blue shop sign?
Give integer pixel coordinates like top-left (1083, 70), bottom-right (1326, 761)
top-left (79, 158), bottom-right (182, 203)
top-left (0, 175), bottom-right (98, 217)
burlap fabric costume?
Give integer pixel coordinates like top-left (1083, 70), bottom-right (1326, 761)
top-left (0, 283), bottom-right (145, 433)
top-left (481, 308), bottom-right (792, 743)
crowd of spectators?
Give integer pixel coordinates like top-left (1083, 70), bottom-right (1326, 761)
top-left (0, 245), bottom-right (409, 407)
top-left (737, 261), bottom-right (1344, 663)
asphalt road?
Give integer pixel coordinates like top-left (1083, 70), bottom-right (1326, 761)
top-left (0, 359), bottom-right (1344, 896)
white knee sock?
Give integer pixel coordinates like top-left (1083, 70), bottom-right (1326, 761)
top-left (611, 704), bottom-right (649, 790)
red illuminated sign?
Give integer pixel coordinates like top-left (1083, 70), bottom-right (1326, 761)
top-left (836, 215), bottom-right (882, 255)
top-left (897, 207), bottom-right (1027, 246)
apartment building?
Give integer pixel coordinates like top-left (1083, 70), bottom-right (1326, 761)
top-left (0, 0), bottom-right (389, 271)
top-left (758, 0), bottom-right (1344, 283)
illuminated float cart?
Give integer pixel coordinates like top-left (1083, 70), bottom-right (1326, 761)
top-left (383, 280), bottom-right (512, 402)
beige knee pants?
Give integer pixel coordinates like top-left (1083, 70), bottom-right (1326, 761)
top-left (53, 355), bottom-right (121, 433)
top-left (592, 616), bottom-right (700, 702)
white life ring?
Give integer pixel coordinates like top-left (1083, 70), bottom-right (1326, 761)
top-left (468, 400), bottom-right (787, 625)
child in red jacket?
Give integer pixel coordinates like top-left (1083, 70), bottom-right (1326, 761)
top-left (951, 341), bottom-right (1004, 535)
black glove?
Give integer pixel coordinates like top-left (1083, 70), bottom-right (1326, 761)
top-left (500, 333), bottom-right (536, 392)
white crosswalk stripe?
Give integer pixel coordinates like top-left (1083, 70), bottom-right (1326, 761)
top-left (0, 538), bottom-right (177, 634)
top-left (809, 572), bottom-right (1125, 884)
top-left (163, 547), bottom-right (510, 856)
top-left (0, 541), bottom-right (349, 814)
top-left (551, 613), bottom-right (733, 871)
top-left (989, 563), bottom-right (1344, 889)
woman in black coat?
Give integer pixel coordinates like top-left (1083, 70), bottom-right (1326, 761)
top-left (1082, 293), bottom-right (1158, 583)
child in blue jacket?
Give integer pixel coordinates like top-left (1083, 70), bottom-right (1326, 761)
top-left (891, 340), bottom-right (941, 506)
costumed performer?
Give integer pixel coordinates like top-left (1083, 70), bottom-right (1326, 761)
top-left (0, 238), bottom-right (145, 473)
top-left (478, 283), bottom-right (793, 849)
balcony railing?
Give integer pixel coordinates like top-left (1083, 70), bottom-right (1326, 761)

● ● ● ●

EXERCISE PROMPT: Reproduce every line of the listing above verbatim.

ANSWER TO THE TASK:
blue shop sign?
Give integer pixel coordinates like top-left (1083, 70), bottom-right (1326, 761)
top-left (79, 158), bottom-right (182, 203)
top-left (0, 175), bottom-right (98, 217)
burlap fabric costume?
Give integer pixel coordinates like top-left (1083, 70), bottom-right (1326, 761)
top-left (0, 283), bottom-right (145, 433)
top-left (481, 308), bottom-right (792, 743)
crowd of spectators?
Give integer pixel coordinates like top-left (1083, 70), bottom-right (1326, 761)
top-left (0, 245), bottom-right (409, 407)
top-left (737, 261), bottom-right (1344, 663)
asphalt road?
Give integer pixel coordinates like top-left (1083, 70), bottom-right (1326, 761)
top-left (0, 359), bottom-right (1344, 896)
white knee sock?
Give integer pixel coordinates like top-left (1083, 70), bottom-right (1326, 761)
top-left (611, 704), bottom-right (649, 790)
red illuminated sign?
Give integer pixel coordinates like top-left (1083, 70), bottom-right (1326, 761)
top-left (836, 215), bottom-right (882, 255)
top-left (897, 207), bottom-right (1027, 246)
apartment building?
Give integer pixel coordinates like top-left (1083, 70), bottom-right (1326, 761)
top-left (0, 0), bottom-right (389, 271)
top-left (758, 0), bottom-right (1344, 283)
illuminated float cart?
Give integer pixel coordinates like top-left (1083, 70), bottom-right (1326, 761)
top-left (383, 280), bottom-right (512, 402)
beige knee pants?
Give integer pixel coordinates like top-left (1083, 70), bottom-right (1326, 761)
top-left (53, 355), bottom-right (121, 433)
top-left (592, 616), bottom-right (700, 702)
white life ring?
Give integer pixel coordinates like top-left (1083, 70), bottom-right (1326, 761)
top-left (468, 400), bottom-right (787, 625)
child in red jacket?
Give integer pixel coordinates like top-left (1083, 70), bottom-right (1326, 761)
top-left (951, 341), bottom-right (1004, 535)
black glove?
Give integer pixel coordinates like top-left (1083, 70), bottom-right (1326, 761)
top-left (500, 333), bottom-right (536, 392)
white crosswalk stripe?
Give integer pixel coordinates like top-left (1083, 70), bottom-right (1326, 761)
top-left (0, 538), bottom-right (177, 634)
top-left (809, 572), bottom-right (1125, 884)
top-left (163, 547), bottom-right (510, 856)
top-left (0, 541), bottom-right (349, 814)
top-left (551, 613), bottom-right (733, 871)
top-left (989, 563), bottom-right (1344, 889)
woman in black coat?
Give integer pixel coordinates like top-left (1083, 70), bottom-right (1326, 761)
top-left (1082, 293), bottom-right (1158, 583)
child in blue jacket?
Give integer pixel coordinates like top-left (1083, 70), bottom-right (1326, 761)
top-left (891, 340), bottom-right (941, 506)
costumed performer?
Give integer pixel coordinates like top-left (1083, 70), bottom-right (1326, 761)
top-left (0, 238), bottom-right (145, 473)
top-left (478, 283), bottom-right (793, 849)
balcony railing?
Give integer pixel coordinates like top-left (1083, 70), bottom-right (1326, 761)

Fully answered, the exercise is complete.